Each line that holds the string "flesh" counts once. Say how many such lines the entries have, giving the number only.

Items listed in a dataset
((

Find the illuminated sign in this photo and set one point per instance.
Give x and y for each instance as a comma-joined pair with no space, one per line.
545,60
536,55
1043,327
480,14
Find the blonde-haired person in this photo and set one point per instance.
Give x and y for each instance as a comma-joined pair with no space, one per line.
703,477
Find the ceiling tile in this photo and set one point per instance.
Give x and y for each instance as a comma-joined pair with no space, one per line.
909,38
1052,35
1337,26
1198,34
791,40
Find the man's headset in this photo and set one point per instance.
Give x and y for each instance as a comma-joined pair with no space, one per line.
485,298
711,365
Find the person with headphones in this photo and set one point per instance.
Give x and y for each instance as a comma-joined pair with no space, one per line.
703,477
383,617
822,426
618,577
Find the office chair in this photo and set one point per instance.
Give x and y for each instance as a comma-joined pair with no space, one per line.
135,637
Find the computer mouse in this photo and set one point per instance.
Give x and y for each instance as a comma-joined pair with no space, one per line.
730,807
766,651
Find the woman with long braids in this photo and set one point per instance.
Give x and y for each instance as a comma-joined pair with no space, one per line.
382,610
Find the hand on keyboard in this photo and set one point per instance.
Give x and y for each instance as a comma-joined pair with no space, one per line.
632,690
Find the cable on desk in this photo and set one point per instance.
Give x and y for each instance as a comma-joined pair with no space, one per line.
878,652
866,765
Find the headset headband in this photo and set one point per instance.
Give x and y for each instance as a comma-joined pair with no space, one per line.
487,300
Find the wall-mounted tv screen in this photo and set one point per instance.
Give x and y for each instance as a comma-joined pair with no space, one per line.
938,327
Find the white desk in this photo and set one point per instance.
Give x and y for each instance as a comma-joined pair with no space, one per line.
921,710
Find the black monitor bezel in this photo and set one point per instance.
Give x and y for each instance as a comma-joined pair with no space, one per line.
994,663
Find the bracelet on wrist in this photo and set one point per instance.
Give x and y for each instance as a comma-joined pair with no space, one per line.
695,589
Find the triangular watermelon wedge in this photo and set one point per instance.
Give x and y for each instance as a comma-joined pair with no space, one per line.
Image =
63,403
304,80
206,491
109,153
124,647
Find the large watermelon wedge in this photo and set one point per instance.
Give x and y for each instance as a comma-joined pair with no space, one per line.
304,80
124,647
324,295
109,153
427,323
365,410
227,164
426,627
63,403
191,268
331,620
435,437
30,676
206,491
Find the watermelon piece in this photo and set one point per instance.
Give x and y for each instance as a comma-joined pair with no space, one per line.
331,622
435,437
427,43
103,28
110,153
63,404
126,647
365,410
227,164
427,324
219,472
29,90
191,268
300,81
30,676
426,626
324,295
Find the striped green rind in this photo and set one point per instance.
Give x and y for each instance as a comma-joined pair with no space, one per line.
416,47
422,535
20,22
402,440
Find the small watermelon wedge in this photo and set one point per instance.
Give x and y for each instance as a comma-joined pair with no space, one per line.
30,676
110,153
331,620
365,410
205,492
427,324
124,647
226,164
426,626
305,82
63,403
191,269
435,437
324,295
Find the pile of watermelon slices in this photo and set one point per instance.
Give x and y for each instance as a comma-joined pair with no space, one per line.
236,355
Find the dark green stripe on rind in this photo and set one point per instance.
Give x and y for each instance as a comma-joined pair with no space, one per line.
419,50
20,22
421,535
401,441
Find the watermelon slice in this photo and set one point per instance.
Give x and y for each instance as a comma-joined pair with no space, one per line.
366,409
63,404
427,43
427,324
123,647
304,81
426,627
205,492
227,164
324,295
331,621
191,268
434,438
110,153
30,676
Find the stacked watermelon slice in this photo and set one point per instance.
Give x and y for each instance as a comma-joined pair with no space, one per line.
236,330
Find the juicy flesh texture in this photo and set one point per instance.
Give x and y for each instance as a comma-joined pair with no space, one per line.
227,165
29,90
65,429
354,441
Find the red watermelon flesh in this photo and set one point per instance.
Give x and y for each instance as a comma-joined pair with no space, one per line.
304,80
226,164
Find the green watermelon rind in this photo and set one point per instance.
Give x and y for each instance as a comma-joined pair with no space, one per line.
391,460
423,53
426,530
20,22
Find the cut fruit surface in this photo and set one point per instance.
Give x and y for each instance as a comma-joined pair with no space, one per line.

))

RESPONSE:
2